((

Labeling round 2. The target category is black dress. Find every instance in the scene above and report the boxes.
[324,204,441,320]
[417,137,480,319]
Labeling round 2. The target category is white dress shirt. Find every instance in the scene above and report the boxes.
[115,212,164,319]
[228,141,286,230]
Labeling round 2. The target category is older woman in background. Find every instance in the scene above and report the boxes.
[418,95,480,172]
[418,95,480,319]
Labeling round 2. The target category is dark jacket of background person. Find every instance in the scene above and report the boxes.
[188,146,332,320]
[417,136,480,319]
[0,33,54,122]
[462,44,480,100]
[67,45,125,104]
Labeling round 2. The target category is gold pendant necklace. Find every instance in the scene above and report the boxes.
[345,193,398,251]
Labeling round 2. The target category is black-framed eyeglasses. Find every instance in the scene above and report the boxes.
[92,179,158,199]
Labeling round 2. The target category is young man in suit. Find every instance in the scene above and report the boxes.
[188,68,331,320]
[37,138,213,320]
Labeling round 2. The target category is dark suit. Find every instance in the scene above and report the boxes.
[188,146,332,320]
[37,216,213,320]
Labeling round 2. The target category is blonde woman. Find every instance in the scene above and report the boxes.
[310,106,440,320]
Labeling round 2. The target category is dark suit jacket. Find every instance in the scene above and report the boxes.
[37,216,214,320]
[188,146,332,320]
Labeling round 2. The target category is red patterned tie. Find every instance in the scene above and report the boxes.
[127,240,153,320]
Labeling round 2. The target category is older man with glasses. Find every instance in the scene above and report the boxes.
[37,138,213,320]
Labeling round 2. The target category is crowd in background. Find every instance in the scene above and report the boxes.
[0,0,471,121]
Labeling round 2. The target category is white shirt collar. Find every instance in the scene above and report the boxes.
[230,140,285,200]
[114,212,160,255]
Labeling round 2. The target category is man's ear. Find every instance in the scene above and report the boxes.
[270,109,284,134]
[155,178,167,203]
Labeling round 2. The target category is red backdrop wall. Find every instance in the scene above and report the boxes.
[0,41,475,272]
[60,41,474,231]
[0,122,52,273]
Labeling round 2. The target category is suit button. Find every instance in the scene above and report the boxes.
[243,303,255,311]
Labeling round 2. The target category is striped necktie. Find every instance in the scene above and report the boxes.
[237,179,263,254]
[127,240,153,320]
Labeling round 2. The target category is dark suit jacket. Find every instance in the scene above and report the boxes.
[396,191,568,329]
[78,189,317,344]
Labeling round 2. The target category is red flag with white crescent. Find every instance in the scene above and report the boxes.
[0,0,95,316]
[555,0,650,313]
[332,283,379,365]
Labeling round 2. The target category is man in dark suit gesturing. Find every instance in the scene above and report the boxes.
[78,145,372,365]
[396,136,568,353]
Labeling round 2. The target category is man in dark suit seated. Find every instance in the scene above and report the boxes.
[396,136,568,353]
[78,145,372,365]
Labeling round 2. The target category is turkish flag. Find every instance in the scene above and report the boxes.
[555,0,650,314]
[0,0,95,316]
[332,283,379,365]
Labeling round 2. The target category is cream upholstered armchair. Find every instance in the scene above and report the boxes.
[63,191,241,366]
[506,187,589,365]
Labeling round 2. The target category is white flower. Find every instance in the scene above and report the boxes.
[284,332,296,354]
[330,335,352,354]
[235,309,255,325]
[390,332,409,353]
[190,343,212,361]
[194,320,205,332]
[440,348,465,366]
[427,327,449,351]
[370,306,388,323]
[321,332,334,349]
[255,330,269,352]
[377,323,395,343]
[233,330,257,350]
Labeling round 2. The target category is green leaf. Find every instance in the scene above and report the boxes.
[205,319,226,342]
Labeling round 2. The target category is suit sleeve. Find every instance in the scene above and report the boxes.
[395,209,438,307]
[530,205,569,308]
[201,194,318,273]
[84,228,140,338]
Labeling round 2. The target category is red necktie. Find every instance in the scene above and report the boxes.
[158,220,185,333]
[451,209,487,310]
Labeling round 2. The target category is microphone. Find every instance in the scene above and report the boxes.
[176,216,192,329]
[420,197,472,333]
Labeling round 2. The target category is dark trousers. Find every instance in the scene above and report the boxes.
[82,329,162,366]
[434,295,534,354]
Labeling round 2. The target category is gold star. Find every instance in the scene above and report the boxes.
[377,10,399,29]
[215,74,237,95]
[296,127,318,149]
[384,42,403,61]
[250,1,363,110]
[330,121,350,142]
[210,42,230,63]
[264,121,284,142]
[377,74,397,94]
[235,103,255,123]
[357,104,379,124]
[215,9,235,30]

))

请将上面的全部行改写成一个 JSON 字符串列表，每一行对应一个字符串，空行不计入。

[
  "Labeling round 2. The target category is black dress. Find every instance in the scene above and report the boxes.",
  "[324,204,441,320]",
  "[417,137,480,319]",
  "Labeling round 2. The target category is white dress shirt. Find every instance in the scene above and report the boxes.",
  "[115,212,164,319]",
  "[228,141,286,230]",
  "Labeling round 2. The target category is older woman in background. Find every instance in the scene above and report the boxes.",
  "[418,95,480,172]",
  "[418,95,480,319]",
  "Labeling round 2. The target category is dark jacket of background person. Find every instance in the scene above and report the boxes.",
  "[188,146,332,320]",
  "[417,136,480,319]",
  "[0,33,54,122]",
  "[462,44,480,100]",
  "[67,45,125,104]",
  "Labeling round 2. The target category is gold pendant necklace. Find every instance in the scene above and report the boxes.",
  "[345,193,398,251]",
  "Labeling round 2. The target category is black-framed eyeglasses. Find every instance in the scene above and report the boxes.",
  "[92,179,158,199]",
  "Labeling round 2. The target category is young man in suit. Find every instance in the scene above and report the boxes.",
  "[188,68,331,320]",
  "[37,138,213,320]",
  "Labeling round 2. The target category is dark suit. Find every instance in the scene above and report the boxes.",
  "[188,146,332,320]",
  "[37,216,213,320]",
  "Labeling round 2. The target category is blonde woman. Find every instance in the scene above and report the boxes.",
  "[310,106,440,320]",
  "Labeling round 2. The target category is dark suit jacket. Find every instance in the scene above and report the boxes.",
  "[37,216,214,320]",
  "[188,146,332,320]",
  "Labeling round 2. The target category is red patterned tie. Find every instance in the scene above and report the boxes.",
  "[127,240,153,320]",
  "Labeling round 2. The target category is older man with glasses. Find every instance in the scene above and report the boxes.",
  "[37,138,213,320]",
  "Labeling round 2. The target category is crowd in background. Find every instance in the scene above and report the boxes.",
  "[0,0,471,121]",
  "Labeling round 2. The target category is white shirt collar. Find every instance in the scene above and report the boxes.",
  "[230,140,285,200]",
  "[114,212,160,255]",
  "Labeling round 2. The target category is man's ear. Find every instance in the scene above and report the boxes.",
  "[270,109,284,134]",
  "[155,178,167,203]",
  "Labeling round 2. The target category is red backdrop wall. Find every instance in the scene above and report the boxes.",
  "[0,41,475,272]",
  "[60,41,474,231]",
  "[0,122,52,273]",
  "Labeling round 2. The target category is suit button. Find every instance in the scene above and report the boxes.",
  "[243,303,255,311]",
  "Labeling round 2. The target category is striped necktie. Find every instance in the scene above and report the boxes.",
  "[237,179,263,254]",
  "[127,240,153,320]",
  "Labeling round 2. The target category is dark suit jacket. Find every instance in the scene above and report the boxes.",
  "[396,191,568,329]",
  "[78,189,317,344]",
  "Labeling round 2. The target category is red flag with white crescent. Find every instance in the scene above and report the boxes.",
  "[0,0,95,316]",
  "[555,0,650,313]",
  "[332,283,379,365]",
  "Labeling round 2. The target category is man in dark suit gesturing. Find every instance in the scene above and report the boxes.",
  "[78,145,372,365]",
  "[396,136,568,353]",
  "Labeling round 2. The target category is man in dark suit seated. Find every instance in the scene above and report the boxes.",
  "[396,136,568,353]",
  "[78,145,372,365]",
  "Labeling round 2. The target category is turkish flag. Find every instance in the scene above and report the boxes.",
  "[555,0,650,314]",
  "[0,0,95,316]",
  "[332,283,379,365]",
  "Labeling round 2. The target category is cream upholstered armchair. Find every instance in the scene above and report the boxes.",
  "[63,191,241,366]",
  "[506,187,589,365]",
  "Labeling round 2. The target category is white flower. Find every instance in the scene above and report the boxes.",
  "[284,332,296,354]",
  "[330,335,352,354]",
  "[235,309,255,325]",
  "[390,332,409,353]",
  "[190,343,212,361]",
  "[194,320,205,332]",
  "[440,348,465,366]",
  "[427,327,449,351]",
  "[370,306,388,323]",
  "[321,332,334,349]",
  "[255,330,269,352]",
  "[377,323,395,343]",
  "[233,330,257,350]",
  "Labeling round 2. The target category is green leaf. Find every instance in the scene above and report the boxes.",
  "[205,319,226,342]",
  "Labeling round 2. The target category is suit sleeve. Find every instance in the scene above and report the boxes.",
  "[395,209,438,307]",
  "[530,205,569,308]",
  "[201,194,318,273]",
  "[84,228,140,338]",
  "Labeling round 2. The target category is red necktie. Find every instance in the scene above and report the boxes.",
  "[158,220,185,333]",
  "[451,209,487,310]",
  "Labeling round 2. The target category is microphone. Find every instance in the scene above and report the boxes.",
  "[176,216,192,329]",
  "[420,197,472,333]",
  "Labeling round 2. The target category is dark trousers. Find every instance in the scene above and report the boxes.",
  "[82,329,162,366]",
  "[434,295,534,354]",
  "Labeling round 2. The target category is gold star. Find every instance in the scene above and report the boxes.",
  "[377,10,399,29]",
  "[215,74,237,95]",
  "[296,127,318,149]",
  "[384,42,403,61]",
  "[250,1,363,110]",
  "[330,121,350,142]",
  "[210,42,230,63]",
  "[264,121,284,142]",
  "[377,74,397,94]",
  "[235,103,255,123]",
  "[357,104,379,124]",
  "[215,9,235,30]"
]